___ Material shown ___

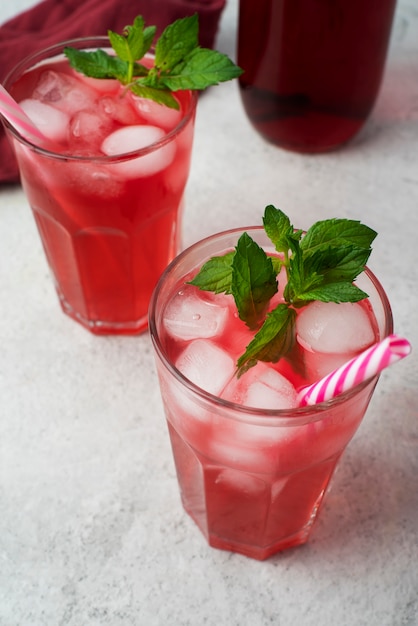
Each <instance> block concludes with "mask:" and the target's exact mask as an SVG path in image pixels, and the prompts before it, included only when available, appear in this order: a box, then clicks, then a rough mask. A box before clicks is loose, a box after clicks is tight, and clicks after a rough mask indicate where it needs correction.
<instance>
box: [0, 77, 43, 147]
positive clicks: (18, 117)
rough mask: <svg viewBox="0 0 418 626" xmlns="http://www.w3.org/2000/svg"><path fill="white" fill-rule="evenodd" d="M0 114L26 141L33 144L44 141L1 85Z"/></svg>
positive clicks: (24, 115) (40, 131)
mask: <svg viewBox="0 0 418 626" xmlns="http://www.w3.org/2000/svg"><path fill="white" fill-rule="evenodd" d="M0 113H1V115H2V116H3V117H4V118H5V119H6V120H7V121H8V122H9V124H11V126H13V128H14V129H15V130H17V131H18V132H19V133H20V134H21V135H22V137H24V138H25V139H27V140H28V141H31V142H35V143H39V142H44V141H46V138H45V135H44V134H43V133H41V131H40V130H39V128H37V127H36V126H35V125H34V124H33V122H32V121H31V120H30V119H29V117H28V116H27V115H26V113H25V112H24V110H23V109H22V107H20V106H19V105H18V103H17V102H16V101H15V100H14V99H13V98H12V96H11V95H10V94H9V92H8V91H6V89H5V88H4V87H3V85H0Z"/></svg>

___

* _Aim of the exercise_
State, as a bare number, how many lines of the records above include "instance".

* _Exercise solution_
2